Material provided »
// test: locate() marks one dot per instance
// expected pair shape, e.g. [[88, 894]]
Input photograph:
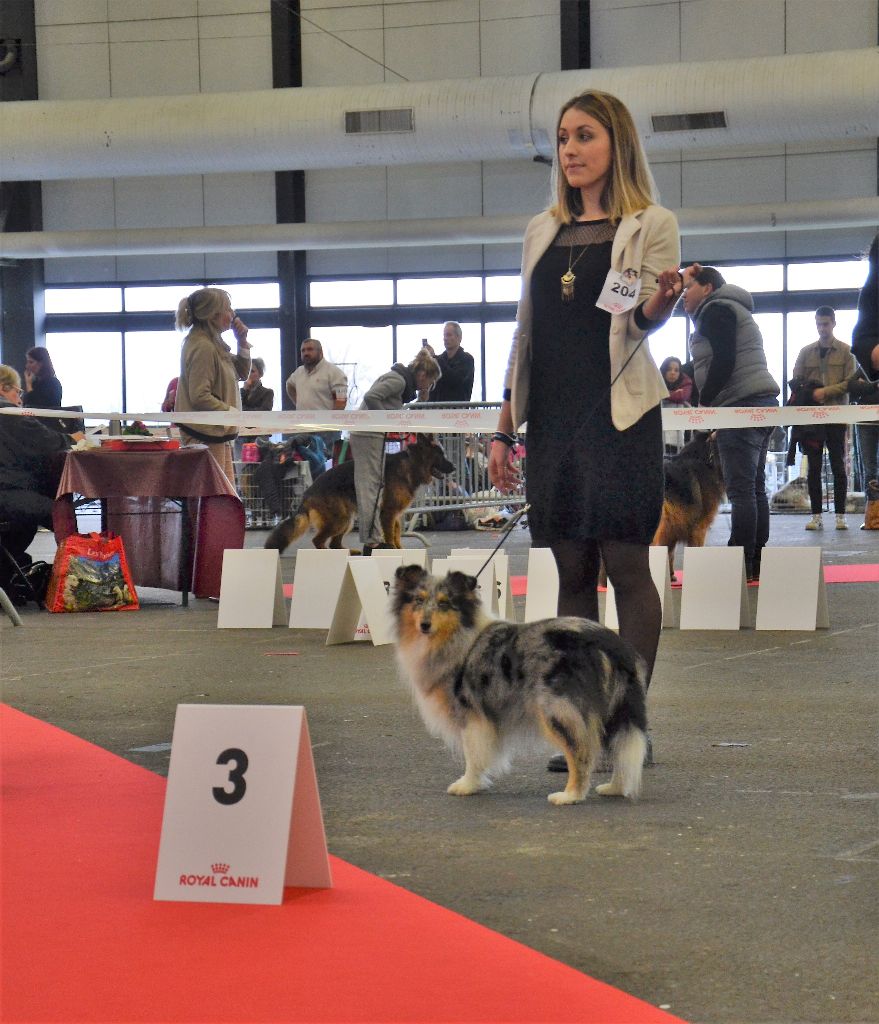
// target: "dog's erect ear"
[[461, 583], [409, 577]]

Instructions to follow »
Repeat the material verbatim but without any of its pictures.

Your response »
// test: locate() marks one dot per instance
// expected pair shape, e.g. [[88, 894]]
Input photograph:
// target: "dog's erect ear"
[[461, 583], [409, 577]]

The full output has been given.